Source extract:
Losing Ben Stokes was an obvious disadvantage. A player who is one of the best batsmen in his side and an ideal first-change bowler, not to mention being by far and away the best fielder in the team, is irreplacable.
But the fact remains that England have massively underperformed. A couple of their most senior players have only started contributing in serious fashion after it was too late.
The tourists have also contrived to make home captain Steve Smith, a batsmen of limited talents, look like a world-beater to the extent he is now being compared to Donald Bradman.
Personally I do not believe the current Australian side is all that great overall. Compared with the team of a decade ago, which contained the likes of Matthew Hayden, Ricky Ponting, Adam Gilchrist, Shane Warne and Glenn McGrath, they are distinctly average.
What they do possess is a trio of very quick bowlers who appear adept at getting under the skin of the English batsmen. That is a good attribute, but it is nothing new and certainly should have been dealt with much better during this current series.
As we went to press yesterday England were in an excellent position with Alastair Cook having finally found his form and hit an unbeaten double century. He was helped in great style by Stuart Broad, another who was being written off a couple of weeks ago.
A lead of over 150 could be said to be comfortable, but if the Australians go on to score 300-plus and send England back in needing almost 200, anything could happen.

Stated goal a: Extract every line of the records that contains the word "Give".
The cricket commentary above has no connection to the records that follow.

Supplied entries:
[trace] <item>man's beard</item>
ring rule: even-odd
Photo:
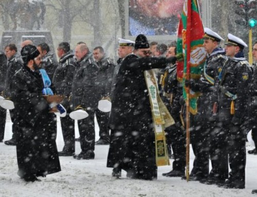
[[[35,61],[33,60],[33,67],[35,71],[39,70],[41,68],[41,64],[38,65],[35,63]]]

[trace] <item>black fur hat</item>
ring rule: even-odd
[[[140,34],[137,37],[135,43],[135,49],[150,48],[149,43],[145,35]]]
[[[29,60],[36,58],[40,54],[40,53],[36,47],[30,44],[24,46],[21,51],[22,60],[25,63],[28,63]]]

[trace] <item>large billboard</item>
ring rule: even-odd
[[[167,40],[176,38],[185,0],[127,0],[125,2],[126,38],[143,33],[151,40]],[[200,6],[201,1],[198,2]]]
[[[130,0],[128,34],[176,35],[183,0]]]

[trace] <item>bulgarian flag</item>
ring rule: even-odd
[[[197,0],[185,0],[178,26],[177,47],[177,53],[183,53],[183,61],[177,63],[177,78],[184,84],[183,96],[186,100],[189,99],[189,110],[194,115],[197,112],[197,100],[199,93],[191,89],[187,93],[185,81],[200,78],[206,56],[203,47],[204,34]]]

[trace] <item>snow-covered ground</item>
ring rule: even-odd
[[[63,140],[58,126],[57,145],[62,150]],[[99,138],[96,127],[96,140]],[[11,122],[7,121],[4,140],[11,137]],[[76,137],[79,136],[77,129]],[[247,143],[247,150],[251,150]],[[257,155],[247,154],[245,189],[228,189],[202,184],[198,182],[168,178],[161,175],[171,170],[171,166],[158,168],[158,180],[154,181],[131,180],[122,171],[119,180],[111,178],[112,169],[106,167],[108,146],[96,146],[94,160],[77,160],[72,157],[60,157],[62,171],[41,178],[41,182],[27,183],[16,174],[15,147],[0,143],[0,196],[253,196],[257,189]],[[76,142],[76,153],[80,152]],[[190,169],[194,159],[190,153]],[[171,163],[172,160],[171,159]]]

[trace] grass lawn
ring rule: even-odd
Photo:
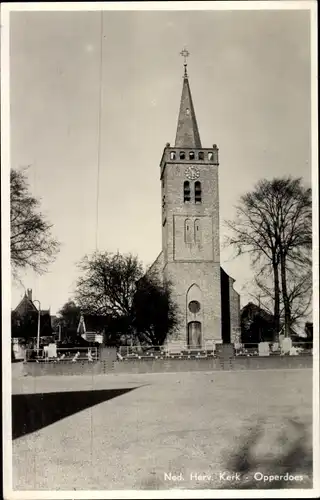
[[[309,369],[14,377],[13,394],[15,490],[312,484]]]

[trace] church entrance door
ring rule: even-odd
[[[188,323],[188,347],[201,348],[201,323],[200,321],[191,321]]]

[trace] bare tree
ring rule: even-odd
[[[250,253],[258,275],[271,271],[274,327],[279,331],[282,300],[287,336],[292,324],[288,283],[297,269],[307,274],[311,265],[311,217],[311,189],[304,188],[301,179],[289,177],[260,181],[241,197],[236,219],[227,221],[231,229],[227,243],[237,255]]]
[[[28,268],[42,274],[53,262],[59,243],[51,234],[51,225],[39,212],[39,200],[29,191],[26,174],[10,172],[10,247],[15,277]]]
[[[266,270],[267,271],[267,270]],[[304,269],[287,269],[287,294],[290,307],[290,327],[298,325],[310,313],[312,304],[312,272]],[[281,292],[281,290],[280,290]],[[270,273],[259,273],[254,279],[254,291],[250,295],[269,313],[274,309],[274,290]],[[284,304],[280,293],[280,321],[284,324]]]

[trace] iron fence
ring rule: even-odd
[[[207,341],[203,347],[193,348],[187,345],[173,346],[121,346],[118,348],[118,359],[198,359],[217,357],[217,346],[214,341]],[[312,344],[292,342],[289,349],[277,342],[261,342],[255,344],[237,343],[234,345],[235,356],[280,356],[280,355],[312,355]]]

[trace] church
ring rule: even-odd
[[[181,347],[233,343],[240,327],[240,297],[220,265],[219,149],[202,147],[185,57],[174,146],[160,161],[162,251],[149,271],[173,286]],[[171,340],[171,341],[172,341]]]

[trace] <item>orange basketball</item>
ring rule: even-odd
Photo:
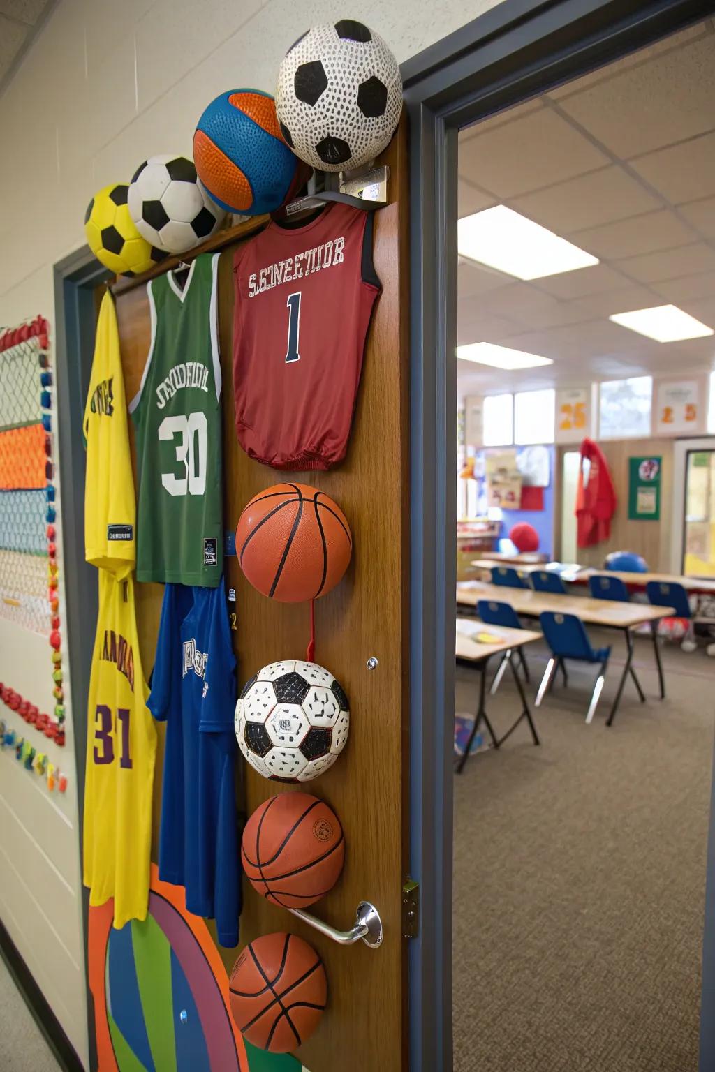
[[[243,830],[243,874],[283,908],[306,908],[332,890],[345,861],[338,816],[309,793],[279,793],[260,804]]]
[[[297,935],[263,935],[245,947],[230,973],[230,1011],[259,1049],[287,1054],[317,1027],[328,997],[323,962]]]
[[[280,602],[324,596],[353,553],[349,525],[338,504],[306,483],[275,483],[244,507],[236,553],[254,589]]]

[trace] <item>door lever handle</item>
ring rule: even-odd
[[[362,939],[370,949],[377,949],[383,942],[383,921],[379,912],[369,900],[361,900],[355,913],[355,926],[349,930],[337,930],[329,923],[324,923],[310,912],[303,912],[302,908],[289,908],[289,912],[297,915],[299,920],[310,927],[319,930],[326,938],[331,938],[339,946],[354,946],[356,941]]]

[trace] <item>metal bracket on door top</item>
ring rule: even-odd
[[[329,923],[316,919],[310,912],[303,912],[301,908],[289,908],[289,912],[297,915],[310,927],[319,930],[327,938],[332,938],[339,946],[354,946],[356,941],[362,939],[370,949],[377,949],[383,943],[383,921],[379,912],[369,900],[361,900],[355,913],[355,926],[349,930],[337,930]]]

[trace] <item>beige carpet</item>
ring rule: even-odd
[[[668,645],[661,702],[650,641],[636,659],[649,702],[628,684],[610,729],[615,658],[592,726],[575,669],[539,748],[522,724],[455,778],[456,1072],[697,1072],[715,660]],[[505,676],[497,731],[516,703]]]

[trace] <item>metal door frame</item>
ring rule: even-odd
[[[714,10],[703,0],[504,0],[402,65],[411,138],[409,848],[421,918],[408,952],[412,1072],[452,1068],[458,132]]]

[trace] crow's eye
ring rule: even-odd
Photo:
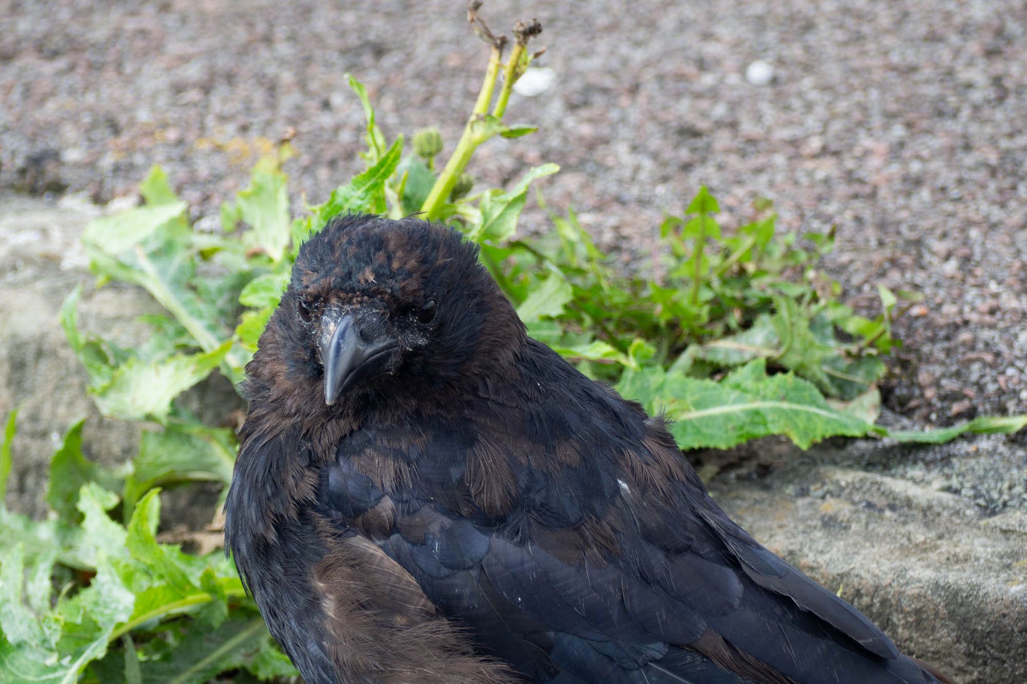
[[[316,302],[308,302],[304,297],[300,297],[296,306],[296,311],[300,314],[300,319],[303,322],[310,322],[316,309]]]
[[[422,324],[429,324],[431,319],[435,317],[435,300],[429,299],[424,304],[421,304],[421,308],[417,310],[417,319]]]

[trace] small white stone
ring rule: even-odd
[[[551,88],[556,82],[557,72],[549,67],[539,69],[529,67],[514,83],[514,92],[525,98],[534,98]]]
[[[746,68],[746,80],[753,85],[766,85],[773,80],[773,67],[763,60],[757,60]]]

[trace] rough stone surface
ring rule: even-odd
[[[783,468],[716,498],[955,682],[1027,681],[1027,527],[961,497],[838,467]]]
[[[988,454],[1017,467],[974,469]],[[740,465],[711,492],[760,542],[954,682],[1027,681],[1027,505],[992,515],[936,477],[962,467],[978,477],[961,489],[975,491],[1023,483],[1027,454],[1011,440],[860,441],[805,454],[766,440],[733,456]]]
[[[0,0],[0,192],[96,201],[162,164],[194,218],[246,182],[288,126],[298,196],[360,167],[367,83],[389,136],[436,124],[452,149],[481,78],[462,2]],[[727,229],[757,195],[789,229],[837,225],[826,267],[876,313],[876,283],[924,300],[897,324],[885,405],[917,423],[1027,411],[1027,4],[1000,0],[486,3],[501,31],[537,15],[553,87],[515,94],[471,170],[506,184],[542,161],[550,206],[573,203],[643,270],[663,210],[700,184]],[[761,85],[746,70],[762,61]],[[80,199],[0,194],[0,412],[21,403],[12,491],[42,511],[45,459],[88,415],[85,449],[118,462],[138,427],[100,419],[58,325],[90,283]],[[529,207],[523,225],[544,230]],[[83,326],[124,339],[145,294],[87,286]],[[225,405],[205,385],[191,401]],[[718,499],[762,541],[959,682],[1027,681],[1024,436],[930,448],[775,441],[703,455]],[[1018,552],[1019,549],[1019,552]],[[1019,553],[1019,555],[1018,555]],[[1019,630],[1019,631],[1018,631]]]
[[[130,193],[159,162],[197,215],[246,183],[289,126],[295,196],[360,168],[368,85],[391,137],[440,125],[452,150],[487,48],[461,0],[0,1],[0,187]],[[1027,4],[1003,0],[487,2],[497,32],[537,16],[557,79],[515,94],[534,136],[470,170],[531,164],[607,248],[644,266],[663,211],[700,184],[730,229],[759,195],[781,225],[838,228],[830,272],[861,310],[878,282],[923,302],[885,403],[948,424],[1027,410]],[[762,61],[765,85],[746,80]],[[529,211],[524,225],[544,230]]]
[[[86,395],[87,377],[60,321],[64,298],[77,284],[85,288],[78,315],[87,334],[138,342],[146,327],[135,319],[159,310],[139,289],[93,288],[79,237],[102,212],[81,197],[48,202],[0,193],[0,416],[20,410],[7,504],[35,517],[46,510],[49,456],[79,418],[86,418],[88,458],[115,465],[139,449],[140,425],[101,417]],[[200,384],[186,401],[215,422],[242,406],[231,386],[218,381]],[[167,502],[177,503],[174,497]],[[183,516],[187,508],[180,507]],[[204,515],[208,520],[210,507]],[[173,509],[168,519],[175,517]]]

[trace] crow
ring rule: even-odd
[[[333,219],[246,376],[226,548],[308,684],[947,681],[529,338],[451,228]]]

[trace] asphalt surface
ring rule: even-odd
[[[1027,411],[1027,2],[487,2],[537,16],[556,81],[507,118],[480,183],[555,161],[551,206],[645,268],[663,211],[700,184],[727,227],[769,197],[781,225],[839,243],[844,298],[922,293],[897,324],[885,405],[939,424]],[[460,0],[248,3],[0,0],[0,189],[97,201],[160,163],[216,215],[290,126],[293,190],[360,168],[367,83],[388,136],[440,124],[452,149],[487,48]],[[769,82],[747,69],[763,61]],[[757,68],[759,71],[759,68]],[[752,73],[760,82],[763,74]],[[2,211],[2,207],[0,207]],[[545,230],[529,211],[528,230]]]

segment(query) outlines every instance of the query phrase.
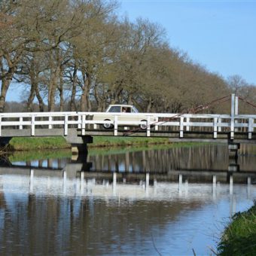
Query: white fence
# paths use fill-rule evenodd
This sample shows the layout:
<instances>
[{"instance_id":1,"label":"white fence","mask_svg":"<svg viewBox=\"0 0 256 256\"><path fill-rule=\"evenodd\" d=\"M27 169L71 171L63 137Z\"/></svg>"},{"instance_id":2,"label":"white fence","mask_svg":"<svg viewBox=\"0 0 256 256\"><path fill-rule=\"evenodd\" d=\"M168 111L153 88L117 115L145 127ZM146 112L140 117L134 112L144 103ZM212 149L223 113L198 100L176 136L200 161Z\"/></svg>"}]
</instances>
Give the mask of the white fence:
<instances>
[{"instance_id":1,"label":"white fence","mask_svg":"<svg viewBox=\"0 0 256 256\"><path fill-rule=\"evenodd\" d=\"M100 116L102 120L94 120L97 116L98 117ZM96 130L104 123L111 123L113 126L113 136L117 136L120 127L128 126L133 129L136 127L138 131L144 131L147 136L151 136L151 133L153 131L163 130L166 132L178 131L180 138L183 137L184 131L207 130L212 132L214 139L218 138L218 133L230 133L230 139L234 139L236 133L246 133L248 139L251 139L256 127L255 120L256 115L248 114L230 116L229 114L105 112L2 113L0 114L0 136L2 136L3 130L25 129L30 129L31 136L34 136L37 128L47 130L61 128L63 129L63 135L67 136L71 127L80 129L82 131L81 134L86 135L86 130L88 129ZM139 130L139 127L142 123L146 123L146 129Z\"/></svg>"}]
</instances>

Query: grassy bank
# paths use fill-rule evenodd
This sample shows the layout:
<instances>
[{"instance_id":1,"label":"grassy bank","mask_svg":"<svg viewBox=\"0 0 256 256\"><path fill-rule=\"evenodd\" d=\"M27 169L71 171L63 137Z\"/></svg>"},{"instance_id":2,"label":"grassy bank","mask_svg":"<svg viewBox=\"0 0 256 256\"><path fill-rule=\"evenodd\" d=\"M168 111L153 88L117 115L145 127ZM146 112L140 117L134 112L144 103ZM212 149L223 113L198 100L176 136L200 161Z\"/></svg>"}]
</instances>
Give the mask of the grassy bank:
<instances>
[{"instance_id":1,"label":"grassy bank","mask_svg":"<svg viewBox=\"0 0 256 256\"><path fill-rule=\"evenodd\" d=\"M70 148L63 137L13 138L9 148L14 151Z\"/></svg>"},{"instance_id":2,"label":"grassy bank","mask_svg":"<svg viewBox=\"0 0 256 256\"><path fill-rule=\"evenodd\" d=\"M133 146L143 145L169 144L166 138L94 137L88 148ZM14 151L38 151L70 148L63 137L13 138L9 148Z\"/></svg>"},{"instance_id":3,"label":"grassy bank","mask_svg":"<svg viewBox=\"0 0 256 256\"><path fill-rule=\"evenodd\" d=\"M232 218L218 244L218 253L233 256L256 254L256 205Z\"/></svg>"}]
</instances>

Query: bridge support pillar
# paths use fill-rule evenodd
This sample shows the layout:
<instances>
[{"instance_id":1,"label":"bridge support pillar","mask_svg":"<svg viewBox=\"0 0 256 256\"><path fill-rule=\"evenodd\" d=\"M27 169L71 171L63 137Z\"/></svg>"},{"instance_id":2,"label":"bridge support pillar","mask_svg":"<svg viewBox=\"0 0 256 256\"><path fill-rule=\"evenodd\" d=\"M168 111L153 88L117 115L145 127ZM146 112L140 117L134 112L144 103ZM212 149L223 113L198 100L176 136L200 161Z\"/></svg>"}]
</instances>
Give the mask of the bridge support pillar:
<instances>
[{"instance_id":1,"label":"bridge support pillar","mask_svg":"<svg viewBox=\"0 0 256 256\"><path fill-rule=\"evenodd\" d=\"M237 164L238 151L239 148L240 143L228 142L230 164L227 170L229 172L238 172L239 170L239 166Z\"/></svg>"},{"instance_id":2,"label":"bridge support pillar","mask_svg":"<svg viewBox=\"0 0 256 256\"><path fill-rule=\"evenodd\" d=\"M0 149L5 148L9 144L11 139L12 137L0 137Z\"/></svg>"},{"instance_id":3,"label":"bridge support pillar","mask_svg":"<svg viewBox=\"0 0 256 256\"><path fill-rule=\"evenodd\" d=\"M72 143L72 154L80 154L84 152L87 152L87 144L93 143L93 138L88 136L81 136L83 143Z\"/></svg>"}]
</instances>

Stated goal b: Reproduce the cricket commentary in full, word for word.

Complete output a:
Give the mask of the white fence:
Give the mask of the grassy bank:
Give the mask of the bridge support pillar:

Complete output b:
Losing Ben Stokes was an obvious disadvantage. A player who is one of the best batsmen in his side and an ideal first-change bowler, not to mention being by far and away the best fielder in the team, is irreplacable.
But the fact remains that England have massively underperformed. A couple of their most senior players have only started contributing in serious fashion after it was too late.
The tourists have also contrived to make home captain Steve Smith, a batsmen of limited talents, look like a world-beater to the extent he is now being compared to Donald Bradman.
Personally I do not believe the current Australian side is all that great overall. Compared with the team of a decade ago, which contained the likes of Matthew Hayden, Ricky Ponting, Adam Gilchrist, Shane Warne and Glenn McGrath, they are distinctly average.
What they do possess is a trio of very quick bowlers who appear adept at getting under the skin of the English batsmen. That is a good attribute, but it is nothing new and certainly should have been dealt with much better during this current series.
As we went to press yesterday England were in an excellent position with Alastair Cook having finally found his form and hit an unbeaten double century. He was helped in great style by Stuart Broad, another who was being written off a couple of weeks ago.
A lead of over 150 could be said to be comfortable, but if the Australians go on to score 300-plus and send England back in needing almost 200, anything could happen.